[start]

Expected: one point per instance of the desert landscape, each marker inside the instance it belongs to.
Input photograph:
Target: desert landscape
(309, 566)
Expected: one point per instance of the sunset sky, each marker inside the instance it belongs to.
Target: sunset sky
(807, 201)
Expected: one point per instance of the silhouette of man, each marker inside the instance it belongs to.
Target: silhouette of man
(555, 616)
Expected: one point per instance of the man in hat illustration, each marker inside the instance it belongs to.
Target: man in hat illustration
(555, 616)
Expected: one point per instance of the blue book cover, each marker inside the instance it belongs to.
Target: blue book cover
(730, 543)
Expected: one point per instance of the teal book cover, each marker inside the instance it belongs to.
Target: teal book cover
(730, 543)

[end]
[start]

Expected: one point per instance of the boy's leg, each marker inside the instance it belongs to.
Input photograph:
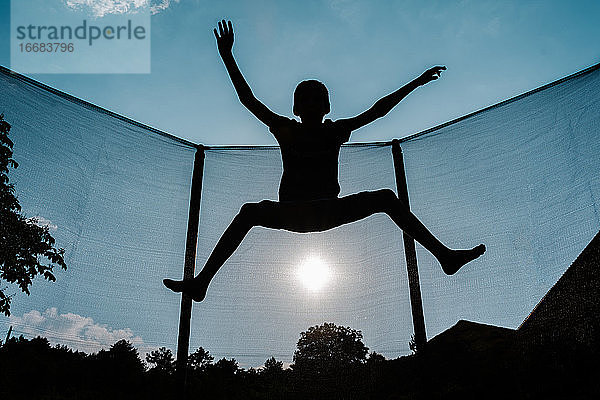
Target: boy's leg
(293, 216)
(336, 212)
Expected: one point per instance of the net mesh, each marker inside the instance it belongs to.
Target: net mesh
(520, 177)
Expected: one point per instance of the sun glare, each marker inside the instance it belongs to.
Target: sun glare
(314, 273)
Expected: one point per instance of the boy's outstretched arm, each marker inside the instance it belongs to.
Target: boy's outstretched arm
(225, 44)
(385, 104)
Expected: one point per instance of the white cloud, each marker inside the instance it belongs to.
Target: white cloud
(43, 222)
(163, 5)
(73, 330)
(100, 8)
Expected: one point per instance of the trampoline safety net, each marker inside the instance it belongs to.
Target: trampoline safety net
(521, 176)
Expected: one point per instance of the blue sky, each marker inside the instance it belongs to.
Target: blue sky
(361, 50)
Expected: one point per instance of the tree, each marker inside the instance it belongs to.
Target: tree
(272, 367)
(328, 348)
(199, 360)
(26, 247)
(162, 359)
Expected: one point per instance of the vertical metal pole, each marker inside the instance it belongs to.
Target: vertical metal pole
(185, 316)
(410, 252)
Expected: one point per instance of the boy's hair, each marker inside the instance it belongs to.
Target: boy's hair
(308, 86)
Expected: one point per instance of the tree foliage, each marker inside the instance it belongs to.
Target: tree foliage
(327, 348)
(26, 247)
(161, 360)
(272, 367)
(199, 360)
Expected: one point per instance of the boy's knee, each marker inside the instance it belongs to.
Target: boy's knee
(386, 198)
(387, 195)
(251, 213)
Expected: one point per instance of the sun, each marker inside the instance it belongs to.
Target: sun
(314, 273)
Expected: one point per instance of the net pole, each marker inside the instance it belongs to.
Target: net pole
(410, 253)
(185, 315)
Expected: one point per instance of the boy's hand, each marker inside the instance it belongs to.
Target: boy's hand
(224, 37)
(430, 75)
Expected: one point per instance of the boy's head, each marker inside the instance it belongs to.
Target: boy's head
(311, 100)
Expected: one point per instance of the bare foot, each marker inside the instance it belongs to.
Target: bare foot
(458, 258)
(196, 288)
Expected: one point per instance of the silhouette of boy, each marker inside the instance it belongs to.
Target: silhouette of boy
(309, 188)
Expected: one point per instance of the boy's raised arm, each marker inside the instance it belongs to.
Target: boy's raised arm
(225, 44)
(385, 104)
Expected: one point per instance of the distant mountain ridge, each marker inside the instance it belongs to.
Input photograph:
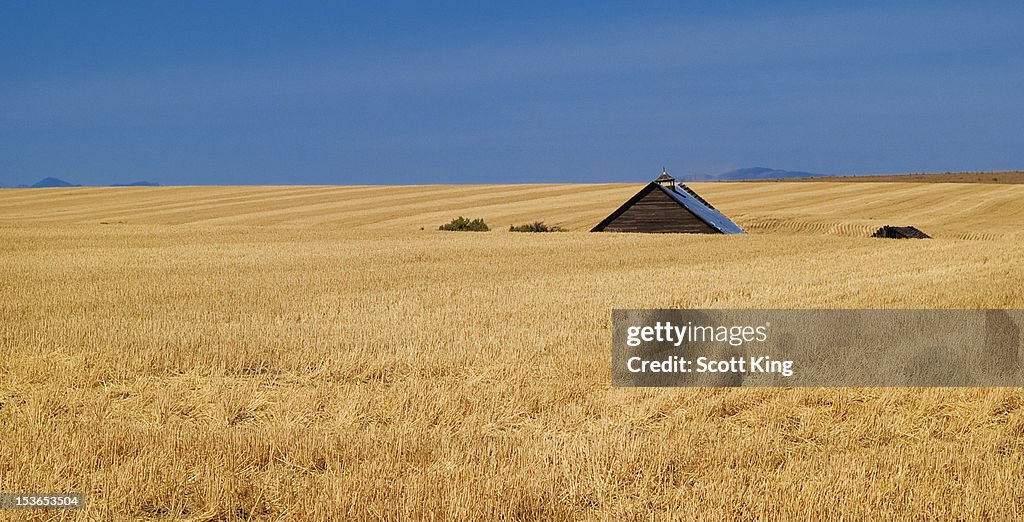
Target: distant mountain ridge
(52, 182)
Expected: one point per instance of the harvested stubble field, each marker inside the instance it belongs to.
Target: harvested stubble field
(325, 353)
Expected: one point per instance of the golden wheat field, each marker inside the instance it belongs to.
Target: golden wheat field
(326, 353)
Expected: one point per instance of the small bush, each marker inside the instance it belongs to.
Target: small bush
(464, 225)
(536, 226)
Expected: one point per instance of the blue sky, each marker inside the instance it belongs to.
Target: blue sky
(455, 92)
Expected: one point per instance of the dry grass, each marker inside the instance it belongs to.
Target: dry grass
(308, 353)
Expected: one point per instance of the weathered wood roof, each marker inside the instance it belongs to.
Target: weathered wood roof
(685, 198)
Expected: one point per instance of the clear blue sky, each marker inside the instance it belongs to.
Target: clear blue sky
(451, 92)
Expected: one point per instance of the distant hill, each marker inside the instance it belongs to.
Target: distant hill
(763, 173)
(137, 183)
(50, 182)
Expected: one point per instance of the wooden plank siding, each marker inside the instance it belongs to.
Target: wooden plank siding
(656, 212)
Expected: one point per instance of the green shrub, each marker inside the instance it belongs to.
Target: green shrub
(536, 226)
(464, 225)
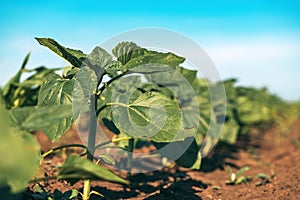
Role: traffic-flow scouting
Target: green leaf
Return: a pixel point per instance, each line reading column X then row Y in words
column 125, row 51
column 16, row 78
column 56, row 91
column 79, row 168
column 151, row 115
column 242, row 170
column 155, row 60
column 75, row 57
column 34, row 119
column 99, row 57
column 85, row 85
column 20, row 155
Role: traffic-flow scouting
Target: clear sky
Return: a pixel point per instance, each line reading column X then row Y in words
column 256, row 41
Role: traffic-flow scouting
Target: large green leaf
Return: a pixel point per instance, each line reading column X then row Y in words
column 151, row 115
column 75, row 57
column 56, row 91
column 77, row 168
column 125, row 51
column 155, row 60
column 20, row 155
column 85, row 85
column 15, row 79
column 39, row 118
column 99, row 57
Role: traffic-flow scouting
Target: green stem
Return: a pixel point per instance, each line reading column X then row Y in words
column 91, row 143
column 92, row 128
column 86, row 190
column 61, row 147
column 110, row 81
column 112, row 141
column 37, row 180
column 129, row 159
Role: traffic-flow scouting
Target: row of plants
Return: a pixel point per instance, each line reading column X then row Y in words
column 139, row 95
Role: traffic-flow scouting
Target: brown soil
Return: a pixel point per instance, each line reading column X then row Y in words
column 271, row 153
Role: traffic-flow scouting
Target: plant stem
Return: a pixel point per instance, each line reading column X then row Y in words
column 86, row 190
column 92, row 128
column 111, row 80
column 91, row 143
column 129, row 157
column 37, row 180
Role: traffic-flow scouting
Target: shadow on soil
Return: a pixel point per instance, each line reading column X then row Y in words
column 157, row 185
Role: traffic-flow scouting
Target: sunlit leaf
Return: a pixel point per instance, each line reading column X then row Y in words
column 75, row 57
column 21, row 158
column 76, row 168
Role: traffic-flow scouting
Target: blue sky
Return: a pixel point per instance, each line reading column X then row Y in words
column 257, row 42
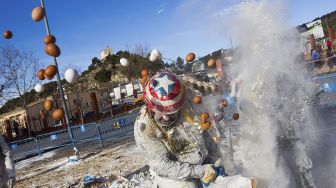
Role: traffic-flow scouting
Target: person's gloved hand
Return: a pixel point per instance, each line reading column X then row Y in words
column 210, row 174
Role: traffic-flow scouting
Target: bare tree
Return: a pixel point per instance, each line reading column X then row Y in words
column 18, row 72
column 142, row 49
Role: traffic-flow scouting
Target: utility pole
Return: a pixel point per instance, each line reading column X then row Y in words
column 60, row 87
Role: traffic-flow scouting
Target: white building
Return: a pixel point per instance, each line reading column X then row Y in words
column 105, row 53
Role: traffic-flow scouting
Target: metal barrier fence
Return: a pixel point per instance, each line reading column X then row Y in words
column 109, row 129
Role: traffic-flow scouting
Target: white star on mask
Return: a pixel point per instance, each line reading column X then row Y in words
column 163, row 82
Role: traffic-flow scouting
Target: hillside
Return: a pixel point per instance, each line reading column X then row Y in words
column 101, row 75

[end]
[start]

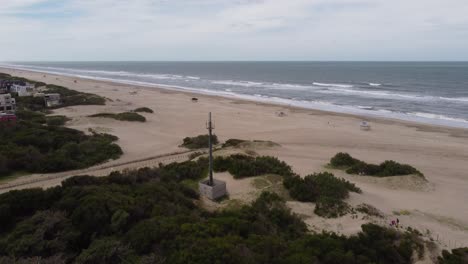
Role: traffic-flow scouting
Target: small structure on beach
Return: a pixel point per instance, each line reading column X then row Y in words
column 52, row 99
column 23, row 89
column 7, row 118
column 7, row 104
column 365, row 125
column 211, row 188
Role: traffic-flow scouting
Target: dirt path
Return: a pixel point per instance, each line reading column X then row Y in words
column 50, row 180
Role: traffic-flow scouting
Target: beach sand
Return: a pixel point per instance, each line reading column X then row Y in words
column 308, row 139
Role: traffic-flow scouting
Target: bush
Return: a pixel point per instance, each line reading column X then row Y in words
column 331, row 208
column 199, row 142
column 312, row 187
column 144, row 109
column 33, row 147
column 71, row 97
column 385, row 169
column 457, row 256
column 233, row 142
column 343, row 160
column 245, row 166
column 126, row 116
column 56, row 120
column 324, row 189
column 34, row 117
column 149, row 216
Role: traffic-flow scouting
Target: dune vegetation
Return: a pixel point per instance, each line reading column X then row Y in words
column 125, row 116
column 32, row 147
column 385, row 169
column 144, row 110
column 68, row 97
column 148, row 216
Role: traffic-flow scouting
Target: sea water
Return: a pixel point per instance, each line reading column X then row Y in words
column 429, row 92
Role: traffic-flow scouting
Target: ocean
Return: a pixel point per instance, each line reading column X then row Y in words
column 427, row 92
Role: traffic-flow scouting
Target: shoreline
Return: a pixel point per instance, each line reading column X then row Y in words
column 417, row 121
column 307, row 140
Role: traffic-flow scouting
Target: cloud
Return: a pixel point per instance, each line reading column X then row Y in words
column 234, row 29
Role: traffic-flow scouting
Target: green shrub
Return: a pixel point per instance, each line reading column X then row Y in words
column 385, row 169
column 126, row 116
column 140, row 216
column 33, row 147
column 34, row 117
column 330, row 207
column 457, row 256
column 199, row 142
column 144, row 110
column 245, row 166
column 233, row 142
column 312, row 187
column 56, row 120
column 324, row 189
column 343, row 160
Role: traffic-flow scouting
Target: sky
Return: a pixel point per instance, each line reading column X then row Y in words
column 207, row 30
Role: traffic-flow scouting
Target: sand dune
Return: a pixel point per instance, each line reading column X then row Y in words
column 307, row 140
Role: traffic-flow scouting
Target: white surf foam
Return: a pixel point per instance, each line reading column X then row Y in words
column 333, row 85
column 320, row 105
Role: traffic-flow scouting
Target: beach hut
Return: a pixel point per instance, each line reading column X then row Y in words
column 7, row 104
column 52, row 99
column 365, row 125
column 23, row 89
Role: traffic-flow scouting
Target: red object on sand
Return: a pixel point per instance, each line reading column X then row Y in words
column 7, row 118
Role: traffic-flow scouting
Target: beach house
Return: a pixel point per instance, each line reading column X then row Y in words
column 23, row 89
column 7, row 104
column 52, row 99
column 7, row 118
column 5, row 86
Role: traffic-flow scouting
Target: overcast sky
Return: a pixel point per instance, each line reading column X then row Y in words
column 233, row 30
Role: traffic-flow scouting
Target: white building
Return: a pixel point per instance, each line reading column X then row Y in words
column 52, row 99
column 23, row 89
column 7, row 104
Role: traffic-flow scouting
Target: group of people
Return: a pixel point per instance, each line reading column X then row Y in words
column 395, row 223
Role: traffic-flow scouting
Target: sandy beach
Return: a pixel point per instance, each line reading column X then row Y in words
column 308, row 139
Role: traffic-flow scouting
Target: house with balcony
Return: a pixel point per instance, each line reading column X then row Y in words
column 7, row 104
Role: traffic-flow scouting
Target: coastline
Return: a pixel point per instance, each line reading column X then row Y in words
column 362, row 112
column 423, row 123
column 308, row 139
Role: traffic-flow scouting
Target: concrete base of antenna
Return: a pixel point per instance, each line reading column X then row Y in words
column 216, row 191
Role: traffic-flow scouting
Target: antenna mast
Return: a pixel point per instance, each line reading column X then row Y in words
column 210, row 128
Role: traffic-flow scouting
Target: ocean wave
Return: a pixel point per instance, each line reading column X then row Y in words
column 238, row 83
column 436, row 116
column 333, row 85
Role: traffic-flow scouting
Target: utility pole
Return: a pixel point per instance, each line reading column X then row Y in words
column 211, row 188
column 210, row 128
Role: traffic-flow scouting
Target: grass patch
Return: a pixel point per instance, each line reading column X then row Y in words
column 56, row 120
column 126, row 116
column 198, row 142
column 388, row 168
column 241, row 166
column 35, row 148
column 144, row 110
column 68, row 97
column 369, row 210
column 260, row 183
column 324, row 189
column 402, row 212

[end]

■ Work to complete
Reproduce every line from the one containing "Expected: one point per instance of the green" down through the one containing "column 76, row 168", replacing "traffic-flow scouting" with "route planning" wherever it appears and keeping everything else unchanged. Leave the pictures out of your answer.

■ Worked solution
Expected: one point per instance of the green shrub, each marker inside the instance it belongs to.
Target: green shrub
(536, 226)
(464, 225)
Role: route planning
Target: green leaf
Return: a pixel point per instance, each line reading column X then row Y in words
column 125, row 51
column 16, row 78
column 56, row 91
column 79, row 168
column 151, row 115
column 242, row 170
column 155, row 60
column 75, row 57
column 34, row 119
column 99, row 57
column 85, row 85
column 20, row 155
Role: route planning
Target: clear sky
Return: a pixel point per instance, each line reading column X then row Y in words
column 256, row 41
Role: route planning
Target: large green leaf
Return: a pixel point per instance, each line reading column X then row Y in words
column 151, row 115
column 75, row 57
column 56, row 91
column 77, row 168
column 125, row 51
column 155, row 60
column 20, row 155
column 85, row 85
column 15, row 79
column 39, row 118
column 99, row 57
Role: route planning
Target: green stem
Return: a pixel point per instance, each line reading column X then row Y in words
column 91, row 143
column 92, row 128
column 86, row 190
column 61, row 147
column 110, row 81
column 112, row 141
column 37, row 180
column 129, row 159
Role: route planning
Target: row of plants
Return: a pixel point per instance, each line reading column X then row Y in words
column 139, row 95
Role: route planning
Target: brown soil
Return: a pixel point per instance, each line reading column X then row Y in words
column 271, row 153
Role: route planning
Target: plant stem
Return: a pixel point per instance, each line reading column X then row Y in words
column 86, row 190
column 92, row 128
column 111, row 80
column 91, row 143
column 129, row 157
column 37, row 180
Role: route planning
Target: shadow on soil
Return: a pixel point per instance, each line reading column X then row Y in words
column 157, row 185
Role: route planning
Target: sunlit leaf
Return: a pixel point per instance, each line reading column X then row Y in words
column 75, row 57
column 21, row 158
column 76, row 168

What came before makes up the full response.